= GIVEN DATA =
━━━━━━━━━━━━━━━━━━━━

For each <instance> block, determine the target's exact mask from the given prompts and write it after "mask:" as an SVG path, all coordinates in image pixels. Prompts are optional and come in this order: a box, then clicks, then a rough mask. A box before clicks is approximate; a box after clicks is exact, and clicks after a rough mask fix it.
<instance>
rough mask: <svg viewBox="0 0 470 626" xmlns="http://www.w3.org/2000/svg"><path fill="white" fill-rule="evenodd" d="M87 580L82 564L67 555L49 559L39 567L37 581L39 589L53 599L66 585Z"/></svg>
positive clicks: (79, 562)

━━━━━━━━━━━━━━━━━━━━

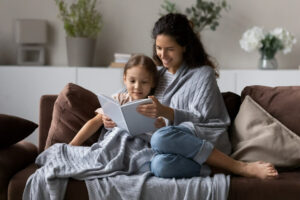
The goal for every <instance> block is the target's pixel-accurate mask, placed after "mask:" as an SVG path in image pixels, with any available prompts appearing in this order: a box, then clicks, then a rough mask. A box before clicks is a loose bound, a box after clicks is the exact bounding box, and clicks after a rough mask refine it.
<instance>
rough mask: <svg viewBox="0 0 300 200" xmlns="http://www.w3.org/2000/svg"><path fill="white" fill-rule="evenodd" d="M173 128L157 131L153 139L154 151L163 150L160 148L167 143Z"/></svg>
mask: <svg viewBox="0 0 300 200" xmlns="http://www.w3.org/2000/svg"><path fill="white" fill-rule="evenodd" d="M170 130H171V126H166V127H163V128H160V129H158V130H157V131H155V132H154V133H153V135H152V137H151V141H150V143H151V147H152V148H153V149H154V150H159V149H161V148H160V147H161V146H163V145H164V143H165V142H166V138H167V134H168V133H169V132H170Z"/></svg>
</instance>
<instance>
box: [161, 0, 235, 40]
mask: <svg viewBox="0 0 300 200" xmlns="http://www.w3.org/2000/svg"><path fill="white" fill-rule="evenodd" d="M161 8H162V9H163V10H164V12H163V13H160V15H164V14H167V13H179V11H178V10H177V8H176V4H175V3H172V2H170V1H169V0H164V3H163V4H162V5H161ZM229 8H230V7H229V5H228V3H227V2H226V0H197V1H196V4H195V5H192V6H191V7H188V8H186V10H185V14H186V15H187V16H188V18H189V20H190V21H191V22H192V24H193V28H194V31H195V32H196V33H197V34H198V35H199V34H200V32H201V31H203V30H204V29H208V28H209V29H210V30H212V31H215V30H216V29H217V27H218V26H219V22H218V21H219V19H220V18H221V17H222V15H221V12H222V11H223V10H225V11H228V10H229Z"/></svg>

━━━━━━━━━━━━━━━━━━━━

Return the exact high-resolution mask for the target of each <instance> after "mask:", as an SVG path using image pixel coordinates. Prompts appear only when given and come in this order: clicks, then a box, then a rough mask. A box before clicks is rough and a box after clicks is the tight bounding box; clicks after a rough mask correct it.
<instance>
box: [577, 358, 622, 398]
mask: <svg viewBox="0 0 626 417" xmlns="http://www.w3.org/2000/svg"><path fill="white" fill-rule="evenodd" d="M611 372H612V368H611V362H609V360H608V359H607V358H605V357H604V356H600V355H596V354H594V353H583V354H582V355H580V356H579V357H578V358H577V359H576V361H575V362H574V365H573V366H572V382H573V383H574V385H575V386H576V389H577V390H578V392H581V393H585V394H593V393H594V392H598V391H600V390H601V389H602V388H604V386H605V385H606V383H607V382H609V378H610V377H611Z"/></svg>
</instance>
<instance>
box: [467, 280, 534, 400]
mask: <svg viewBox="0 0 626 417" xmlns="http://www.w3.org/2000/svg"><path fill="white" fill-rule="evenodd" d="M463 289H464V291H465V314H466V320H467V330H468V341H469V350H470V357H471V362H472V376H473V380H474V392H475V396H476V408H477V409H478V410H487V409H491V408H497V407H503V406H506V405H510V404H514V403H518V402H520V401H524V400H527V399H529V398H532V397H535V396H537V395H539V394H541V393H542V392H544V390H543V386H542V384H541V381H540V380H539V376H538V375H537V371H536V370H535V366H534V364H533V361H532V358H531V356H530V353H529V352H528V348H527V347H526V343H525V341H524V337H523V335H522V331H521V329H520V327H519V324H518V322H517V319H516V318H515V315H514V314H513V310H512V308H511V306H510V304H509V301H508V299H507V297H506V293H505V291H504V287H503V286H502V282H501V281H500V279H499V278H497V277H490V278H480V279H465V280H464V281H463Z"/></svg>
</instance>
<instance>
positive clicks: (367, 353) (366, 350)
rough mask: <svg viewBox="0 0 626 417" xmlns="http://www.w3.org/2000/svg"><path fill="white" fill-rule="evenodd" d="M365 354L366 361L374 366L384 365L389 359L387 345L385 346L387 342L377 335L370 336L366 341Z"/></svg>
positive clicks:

━━━━━━━━━━━━━━━━━━━━

= WHAT TO WORK ON =
Check each line in the entries above for the string "positive", then give the number of matching lines alone.

= FINISHED EXERCISE =
3